BEGIN SOURCE DATA

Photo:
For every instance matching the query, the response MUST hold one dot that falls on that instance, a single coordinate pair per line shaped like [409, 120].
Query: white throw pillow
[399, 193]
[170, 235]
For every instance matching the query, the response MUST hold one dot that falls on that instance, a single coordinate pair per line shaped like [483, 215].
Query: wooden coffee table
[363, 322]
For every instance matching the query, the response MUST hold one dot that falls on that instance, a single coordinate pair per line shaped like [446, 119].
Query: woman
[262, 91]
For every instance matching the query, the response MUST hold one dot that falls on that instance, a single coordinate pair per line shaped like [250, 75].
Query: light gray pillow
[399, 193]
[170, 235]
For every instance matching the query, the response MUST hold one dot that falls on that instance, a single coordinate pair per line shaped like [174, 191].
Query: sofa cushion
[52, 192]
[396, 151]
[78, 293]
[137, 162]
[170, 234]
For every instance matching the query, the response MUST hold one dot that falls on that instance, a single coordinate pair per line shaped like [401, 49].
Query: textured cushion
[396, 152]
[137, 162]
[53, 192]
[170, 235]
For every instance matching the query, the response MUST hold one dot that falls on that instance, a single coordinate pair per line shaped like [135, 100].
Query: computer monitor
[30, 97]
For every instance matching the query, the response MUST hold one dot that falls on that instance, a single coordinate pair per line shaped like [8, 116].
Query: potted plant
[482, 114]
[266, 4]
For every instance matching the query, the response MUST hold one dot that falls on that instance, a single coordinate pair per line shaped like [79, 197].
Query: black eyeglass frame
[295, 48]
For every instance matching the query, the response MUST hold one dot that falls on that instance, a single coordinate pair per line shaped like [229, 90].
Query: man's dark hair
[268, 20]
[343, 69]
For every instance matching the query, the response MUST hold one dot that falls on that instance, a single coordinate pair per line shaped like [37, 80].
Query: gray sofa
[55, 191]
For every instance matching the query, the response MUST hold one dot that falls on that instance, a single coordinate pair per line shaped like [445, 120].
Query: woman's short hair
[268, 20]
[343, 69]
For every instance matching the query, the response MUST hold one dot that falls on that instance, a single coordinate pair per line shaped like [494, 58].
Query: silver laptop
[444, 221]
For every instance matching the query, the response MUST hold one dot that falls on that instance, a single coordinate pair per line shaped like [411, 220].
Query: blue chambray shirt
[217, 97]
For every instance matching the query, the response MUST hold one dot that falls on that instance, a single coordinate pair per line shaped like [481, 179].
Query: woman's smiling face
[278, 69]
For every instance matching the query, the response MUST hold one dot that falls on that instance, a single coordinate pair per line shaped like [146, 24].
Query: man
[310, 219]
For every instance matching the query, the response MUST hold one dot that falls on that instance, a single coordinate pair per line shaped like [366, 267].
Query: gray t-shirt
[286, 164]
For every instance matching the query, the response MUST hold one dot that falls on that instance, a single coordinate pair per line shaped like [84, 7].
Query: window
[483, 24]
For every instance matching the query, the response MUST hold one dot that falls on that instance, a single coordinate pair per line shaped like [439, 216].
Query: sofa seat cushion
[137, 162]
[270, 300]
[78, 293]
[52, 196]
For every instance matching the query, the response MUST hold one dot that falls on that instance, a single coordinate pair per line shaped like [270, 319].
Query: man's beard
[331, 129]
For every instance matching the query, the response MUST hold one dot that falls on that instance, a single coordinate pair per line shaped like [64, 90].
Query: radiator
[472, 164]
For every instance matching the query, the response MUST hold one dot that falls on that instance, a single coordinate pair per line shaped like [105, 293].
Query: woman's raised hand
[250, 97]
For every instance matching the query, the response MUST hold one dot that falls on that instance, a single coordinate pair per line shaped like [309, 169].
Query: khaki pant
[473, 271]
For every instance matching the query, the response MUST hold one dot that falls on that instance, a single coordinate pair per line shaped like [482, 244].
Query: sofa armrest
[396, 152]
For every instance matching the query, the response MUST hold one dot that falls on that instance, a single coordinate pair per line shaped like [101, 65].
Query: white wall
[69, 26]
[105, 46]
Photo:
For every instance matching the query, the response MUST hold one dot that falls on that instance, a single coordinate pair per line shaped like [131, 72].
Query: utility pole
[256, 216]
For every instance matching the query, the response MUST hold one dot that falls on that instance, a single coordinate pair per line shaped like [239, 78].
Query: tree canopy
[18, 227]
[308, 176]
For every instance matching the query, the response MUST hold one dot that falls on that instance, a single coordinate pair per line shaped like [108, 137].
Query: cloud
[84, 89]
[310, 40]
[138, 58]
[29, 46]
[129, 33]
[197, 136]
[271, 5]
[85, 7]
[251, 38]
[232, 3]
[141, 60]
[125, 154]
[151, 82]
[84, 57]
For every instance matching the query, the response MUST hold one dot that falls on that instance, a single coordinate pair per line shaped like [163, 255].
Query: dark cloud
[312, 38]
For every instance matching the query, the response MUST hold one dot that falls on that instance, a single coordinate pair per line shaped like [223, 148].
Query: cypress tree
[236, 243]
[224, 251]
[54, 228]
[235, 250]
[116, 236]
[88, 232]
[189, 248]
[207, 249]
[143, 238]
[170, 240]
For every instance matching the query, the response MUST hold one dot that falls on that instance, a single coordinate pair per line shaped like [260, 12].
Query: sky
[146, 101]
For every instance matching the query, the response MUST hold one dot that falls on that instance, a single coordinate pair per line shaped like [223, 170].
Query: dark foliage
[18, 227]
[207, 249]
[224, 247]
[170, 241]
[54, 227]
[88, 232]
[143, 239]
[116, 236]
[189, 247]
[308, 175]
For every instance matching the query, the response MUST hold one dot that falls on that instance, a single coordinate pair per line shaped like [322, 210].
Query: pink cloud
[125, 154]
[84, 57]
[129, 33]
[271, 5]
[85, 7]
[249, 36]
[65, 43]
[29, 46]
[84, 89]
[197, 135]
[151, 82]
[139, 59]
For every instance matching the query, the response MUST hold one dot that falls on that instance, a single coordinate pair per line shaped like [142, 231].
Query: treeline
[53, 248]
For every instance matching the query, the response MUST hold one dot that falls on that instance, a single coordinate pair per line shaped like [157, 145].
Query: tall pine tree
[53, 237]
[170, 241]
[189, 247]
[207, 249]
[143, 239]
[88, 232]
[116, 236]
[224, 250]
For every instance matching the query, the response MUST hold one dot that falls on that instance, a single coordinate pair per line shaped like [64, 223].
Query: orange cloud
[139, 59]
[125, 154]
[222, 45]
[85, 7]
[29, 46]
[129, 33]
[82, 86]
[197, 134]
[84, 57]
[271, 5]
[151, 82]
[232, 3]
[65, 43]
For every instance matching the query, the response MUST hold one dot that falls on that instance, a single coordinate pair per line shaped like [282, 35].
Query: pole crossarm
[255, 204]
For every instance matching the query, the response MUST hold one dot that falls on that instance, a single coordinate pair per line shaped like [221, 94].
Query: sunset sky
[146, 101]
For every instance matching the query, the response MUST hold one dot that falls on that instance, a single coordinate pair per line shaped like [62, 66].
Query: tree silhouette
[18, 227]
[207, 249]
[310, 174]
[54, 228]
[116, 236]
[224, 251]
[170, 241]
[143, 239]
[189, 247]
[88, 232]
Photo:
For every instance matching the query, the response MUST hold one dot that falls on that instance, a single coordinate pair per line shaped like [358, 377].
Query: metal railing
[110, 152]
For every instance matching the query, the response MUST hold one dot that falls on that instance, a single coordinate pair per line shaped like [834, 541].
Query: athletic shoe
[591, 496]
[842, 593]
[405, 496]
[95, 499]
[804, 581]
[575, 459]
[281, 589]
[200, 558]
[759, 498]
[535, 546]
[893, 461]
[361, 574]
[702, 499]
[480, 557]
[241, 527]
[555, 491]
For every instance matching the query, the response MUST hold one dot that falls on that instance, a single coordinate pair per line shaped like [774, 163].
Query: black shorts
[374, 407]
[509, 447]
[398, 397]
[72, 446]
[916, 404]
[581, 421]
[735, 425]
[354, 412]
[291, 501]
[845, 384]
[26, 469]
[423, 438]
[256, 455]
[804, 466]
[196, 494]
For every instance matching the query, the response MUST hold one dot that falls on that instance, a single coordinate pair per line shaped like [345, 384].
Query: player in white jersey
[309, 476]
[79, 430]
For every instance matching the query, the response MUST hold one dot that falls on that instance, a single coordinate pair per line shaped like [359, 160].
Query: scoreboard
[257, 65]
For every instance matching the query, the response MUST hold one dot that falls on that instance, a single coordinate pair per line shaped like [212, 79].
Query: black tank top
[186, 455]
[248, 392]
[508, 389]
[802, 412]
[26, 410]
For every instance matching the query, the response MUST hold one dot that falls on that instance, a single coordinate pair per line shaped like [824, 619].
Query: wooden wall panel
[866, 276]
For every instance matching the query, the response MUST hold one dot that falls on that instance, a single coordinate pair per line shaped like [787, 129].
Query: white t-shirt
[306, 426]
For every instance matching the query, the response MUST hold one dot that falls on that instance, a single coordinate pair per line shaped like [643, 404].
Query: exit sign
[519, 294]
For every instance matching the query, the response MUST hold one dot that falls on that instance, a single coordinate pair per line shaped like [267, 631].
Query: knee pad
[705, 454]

END SOURCE DATA

[SHORT TASK] From the line containing "like [774, 163]." to the last line of the material, please quote every line exactly and only those.

[WORKED SOLUTION]
For every instance matching the query, the response MUST hold one dot that falls on that instance, a single coordinate pair per line shaped like [774, 163].
Query: black shorts
[374, 407]
[509, 447]
[398, 397]
[72, 446]
[916, 404]
[581, 421]
[735, 425]
[354, 412]
[291, 501]
[845, 384]
[26, 469]
[423, 438]
[256, 455]
[804, 466]
[196, 494]
For every instance matching the query, the response MUST hold one dot that falls on that instance, a single coordinate pair per line shaped like [345, 384].
Query: player in white jersey
[309, 476]
[79, 430]
For every instance matching the query, the response MUST hold one dot that falls on that instance, a single coordinate pair per line shaped like [359, 160].
Query: scoreboard
[257, 65]
For every instance matching the query, the response MUST hold one dot that falls on that instance, a single coordinate pair per line shaped like [212, 79].
Query: black tank top
[186, 455]
[248, 392]
[508, 389]
[802, 412]
[26, 410]
For every instance matching the query, the response MUST hold one dot that falls on that instance, a single coordinate pair per line shaped like [824, 619].
Query: wooden wall panel
[866, 276]
For every instance matching the query, the response MUST hold one dot that falls on that instance, a single coordinate pair per line shaped like [787, 129].
Query: white t-shirt
[306, 426]
For every instance matching the query, the response MUST hold one dot that falls on that instance, a single coordinate pair per line shaped like [643, 404].
Query: exit sign
[519, 294]
For every instance matching the query, the response MUST hold one dot that falls on that instance, a single coordinate pair per line shaped like [267, 631].
Query: knee pad
[705, 454]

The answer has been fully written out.